Source extract:
________________________________________

Efficiency: The amount of effort, relative to accuracy and completeness, that users expend to achieve a particular goal (ISO 9241-11).

Elemental Flux: Flow of substances and energy taken from the environment without prior treatment by humans, or released into the environment without subsequent treatment by humans.

EMAS: Abbreviation for Eco-Management and Audit Scheme, the title of the EC regulation on eco-auditing.

Emissions: Air pollution, noise, vibrations, light, heat, radiation and similar phenomena emitted by an installation.

Energy Self-Sufficient Homes: Energy self-sufficient houses are houses that definitely no longer need a grid connection. They obtain all their energy completely from the sun themselves, without the usual "backup" from the grid. The best-known energy-autonomous house, which has had a genre-defining effect here, is the energy-autonomous solar house of the Fraunhofer Gesellschaft in Freiburg. Solar energy generation, storage technologies and economical consumption complement each other here to form a completely self-contained cycle of generation, storage and consumption. Energy self-sufficiency, which is demonstrated here for scientific reasons, is an urgent necessity or arises entirely of its own accord wherever there are simply no energy supply systems at all, but electricity and heat are still needed. The case occurs in Europe mainly in forest and holiday homes as well as sailing boats and camping facilities, but also in remote farms, mountain houses, telecommunication facilities, islands and entire villages that have so far been spared the blessing of a "grid connection". In many cases, it has been shown that it is more cost-effective to build up an independent regenerative energy supply with appropriate storage systems than to run high-voltage lines over distances of several kilometres. This applies in particular to whole regions of the "Third World", where the rural population still lives largely without electrification, where there are no electricity grids and where the wide dispersion of individual consumers hardly permits a central supply. Here, decentralized regenerative energy supply systems are often the most economical solution, since the transport of diesel over long distances is also expensive and already consumes a large part of the freight.

________________________________________

Goal 1: In the records below, reproduce verbatim the stretch from the line containing "In this exercise you will annotate each instance of the valley" through the end of the records, omitting the picture placeholders.
Goal 2: Carry on the environmental terms glossary from the point where it stops.

Input records:
________________________________________

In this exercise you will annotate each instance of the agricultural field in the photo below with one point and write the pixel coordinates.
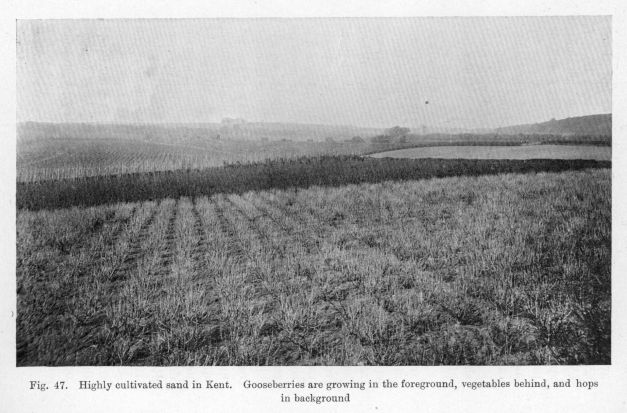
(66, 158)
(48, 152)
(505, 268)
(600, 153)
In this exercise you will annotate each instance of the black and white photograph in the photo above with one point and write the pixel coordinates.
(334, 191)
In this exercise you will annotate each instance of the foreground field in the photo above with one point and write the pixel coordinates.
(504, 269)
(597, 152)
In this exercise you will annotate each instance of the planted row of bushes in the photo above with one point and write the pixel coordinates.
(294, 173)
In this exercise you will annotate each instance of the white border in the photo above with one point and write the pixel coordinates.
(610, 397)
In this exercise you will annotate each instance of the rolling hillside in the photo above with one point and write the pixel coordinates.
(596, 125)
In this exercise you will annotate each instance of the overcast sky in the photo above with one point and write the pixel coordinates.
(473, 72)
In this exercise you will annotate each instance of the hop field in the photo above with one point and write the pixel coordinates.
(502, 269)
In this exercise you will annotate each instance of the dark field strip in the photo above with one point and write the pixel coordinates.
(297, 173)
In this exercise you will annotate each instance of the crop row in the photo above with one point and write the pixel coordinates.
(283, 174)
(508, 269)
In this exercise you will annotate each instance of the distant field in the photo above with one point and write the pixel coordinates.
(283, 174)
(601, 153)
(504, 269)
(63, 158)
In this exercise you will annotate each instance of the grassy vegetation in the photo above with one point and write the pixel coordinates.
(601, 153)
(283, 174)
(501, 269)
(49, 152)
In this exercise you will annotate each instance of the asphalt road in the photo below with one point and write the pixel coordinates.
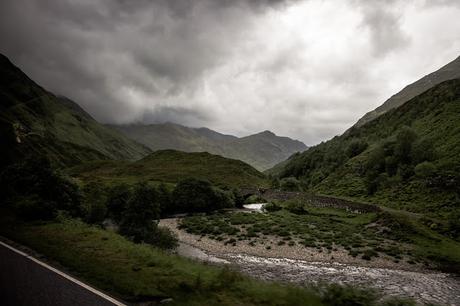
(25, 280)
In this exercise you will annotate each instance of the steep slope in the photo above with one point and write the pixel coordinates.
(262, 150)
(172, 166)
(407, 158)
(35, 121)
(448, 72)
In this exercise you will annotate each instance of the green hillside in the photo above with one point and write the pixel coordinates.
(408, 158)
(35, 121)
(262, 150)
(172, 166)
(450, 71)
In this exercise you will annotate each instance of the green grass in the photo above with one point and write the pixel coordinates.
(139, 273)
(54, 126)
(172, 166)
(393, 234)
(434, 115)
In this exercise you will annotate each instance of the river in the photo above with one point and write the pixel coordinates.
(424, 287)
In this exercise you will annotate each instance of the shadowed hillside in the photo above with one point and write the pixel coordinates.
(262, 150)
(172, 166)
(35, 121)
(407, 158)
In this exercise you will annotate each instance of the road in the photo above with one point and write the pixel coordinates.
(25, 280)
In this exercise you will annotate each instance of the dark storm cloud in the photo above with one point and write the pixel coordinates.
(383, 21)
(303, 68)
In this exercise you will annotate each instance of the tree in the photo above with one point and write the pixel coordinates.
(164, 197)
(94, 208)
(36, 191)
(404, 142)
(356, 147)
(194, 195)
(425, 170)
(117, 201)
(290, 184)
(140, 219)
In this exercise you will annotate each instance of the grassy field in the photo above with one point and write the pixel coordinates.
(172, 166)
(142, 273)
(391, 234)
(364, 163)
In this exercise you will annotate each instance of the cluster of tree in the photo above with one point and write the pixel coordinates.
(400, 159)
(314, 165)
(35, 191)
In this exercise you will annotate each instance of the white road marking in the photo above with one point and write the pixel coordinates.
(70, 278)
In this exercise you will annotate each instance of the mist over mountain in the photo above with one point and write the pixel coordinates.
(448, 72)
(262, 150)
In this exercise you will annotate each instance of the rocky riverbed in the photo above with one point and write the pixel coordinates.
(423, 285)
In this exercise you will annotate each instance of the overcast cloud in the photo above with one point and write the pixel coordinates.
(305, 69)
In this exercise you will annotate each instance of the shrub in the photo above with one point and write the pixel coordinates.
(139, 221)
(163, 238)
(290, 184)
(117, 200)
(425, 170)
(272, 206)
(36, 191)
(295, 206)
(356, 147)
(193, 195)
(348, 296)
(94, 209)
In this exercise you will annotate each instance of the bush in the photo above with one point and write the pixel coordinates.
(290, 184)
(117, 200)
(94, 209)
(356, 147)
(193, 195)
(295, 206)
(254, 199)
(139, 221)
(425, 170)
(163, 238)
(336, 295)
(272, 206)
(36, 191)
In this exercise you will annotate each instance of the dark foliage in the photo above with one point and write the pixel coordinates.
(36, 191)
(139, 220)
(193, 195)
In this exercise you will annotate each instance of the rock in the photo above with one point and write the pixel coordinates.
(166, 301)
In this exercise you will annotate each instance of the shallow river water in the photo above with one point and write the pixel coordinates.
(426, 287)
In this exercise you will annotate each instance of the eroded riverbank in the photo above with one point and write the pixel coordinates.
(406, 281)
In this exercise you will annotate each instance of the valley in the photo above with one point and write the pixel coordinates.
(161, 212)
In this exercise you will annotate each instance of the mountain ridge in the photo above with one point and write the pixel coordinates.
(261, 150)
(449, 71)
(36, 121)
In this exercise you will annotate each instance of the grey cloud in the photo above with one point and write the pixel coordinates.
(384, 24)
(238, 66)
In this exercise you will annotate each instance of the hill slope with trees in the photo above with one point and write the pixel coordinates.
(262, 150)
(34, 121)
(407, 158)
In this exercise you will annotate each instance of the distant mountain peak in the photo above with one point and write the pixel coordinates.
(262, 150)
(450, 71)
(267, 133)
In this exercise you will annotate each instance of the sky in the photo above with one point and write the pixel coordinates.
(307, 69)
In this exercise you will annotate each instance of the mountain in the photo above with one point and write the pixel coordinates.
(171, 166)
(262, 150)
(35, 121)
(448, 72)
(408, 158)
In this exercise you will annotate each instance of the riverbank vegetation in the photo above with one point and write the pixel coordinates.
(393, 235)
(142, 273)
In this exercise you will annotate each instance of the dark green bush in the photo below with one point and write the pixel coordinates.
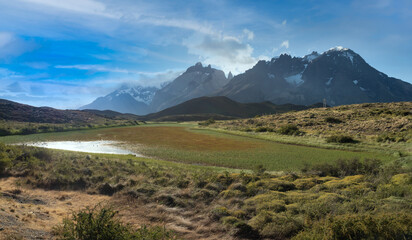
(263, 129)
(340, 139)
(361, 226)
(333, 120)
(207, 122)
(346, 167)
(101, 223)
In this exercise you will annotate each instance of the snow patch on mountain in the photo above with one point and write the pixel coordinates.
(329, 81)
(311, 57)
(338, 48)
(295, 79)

________________________________________

Response 1:
In this exercise you will annotate each instance of the valley in the photo above with one point and write the pixel coordinates.
(161, 212)
In this exercise you will annotate each instance of the mountain ridge in the photo above with one point and write the pixel coordinates.
(261, 150)
(449, 71)
(36, 121)
In this exercise you will annotate each instance of the grey cloud in the photo above with one point and write the pixel coordinates.
(384, 24)
(238, 66)
In this exercise you will annotate each instance of the hill slope with trees in the photo above with one point and write the pixel coordinates.
(262, 150)
(34, 121)
(407, 158)
In this exercise you will annotate each instance of the distant mountain peak in the photo above with one point and write the pixel coordinates.
(262, 150)
(450, 71)
(267, 133)
In this exercise you will annotate each instance of the sky in the photo above with one point and write the pixel coordinates.
(307, 69)
In this exercise you will annotate each instance of the mountain in the photo above with one point and write the pixel coordinates.
(171, 166)
(262, 150)
(35, 121)
(448, 72)
(408, 158)
In this exercise you will annotate each instance of the riverbank vegetation in the photo above with one point and write the pixel coordinates.
(393, 235)
(142, 273)
In this exercise you will annotate each instance of the dark green bush in the photo below with one point and write the pixel coordinates.
(263, 129)
(340, 139)
(361, 226)
(333, 120)
(207, 122)
(346, 167)
(101, 223)
In this exercise you will annotate each instance of the snow patch on mountain in the photo above with one point and write the pixel coordinates.
(329, 81)
(311, 57)
(338, 48)
(295, 79)

Response 2:
Source: Astrid Schneider: SolarArchitektur für Europa. Berlin, 1996

Compensation and takeover claims: A particular provision in a development plan, especially if it is a restriction on use as in the case of many environmental provisions, may reduce the value of the land concerned and/or cause economic difficulties for the owner. Under certain conditions, the owner can then demand that he be compensated for the loss of value or that the municipality buy the land from him. The question of whether the planning intention of the municipality exceeds the limit of the social obligation of the property or not is a regular point of dispute. Further details are regulated in §§ 40 to 44 BauGB.

Leasehold: The one-time sale of municipal land provides the municipality with high short-term income. In contrast, the leasehold or the interest charged stabilises the municipal income and prevents private speculation with the land and thus the corresponding additional consumption of land. In the long term, the municipality retains not only the land but also the associated scope for design.


F

Fecal Water: Toilet waste water also black water

FFH impact assessment: Sections 34 and 35 of the Federal Nature Conservation Act (Bundesnaturschutzgesetz, BNatSchG) stipulate that projects and plans must be assessed for their compatibility with the conservation objectives of a site of Community (i.e. European) importance (FFH site) or a European bird sanctuary before they are implemented or approved (Section 34 (1) sentence 1 BNatSchG; may be part of the environmental assessment). The conservation objectives include the maintenance or restoration of a favourable conservation status. If the assessment is negative, the plan or project is inadmissible.

Land Recycling: Land that has lost its previous function, such as vacant industrial or military sites, is being put to new use - for example by renovating the buildings, constructing new buildings or converting them into local recreation areas.

Land Use Plan: Preparatory urban land use plan; presents the intended type of land use for the entire municipality or city area as well as the requirements and measures for nature conservation and landscape management in the green corridors.

Functional Unit: Quantified benefit of a product system for use as a comparison unit in a life cycle assessment.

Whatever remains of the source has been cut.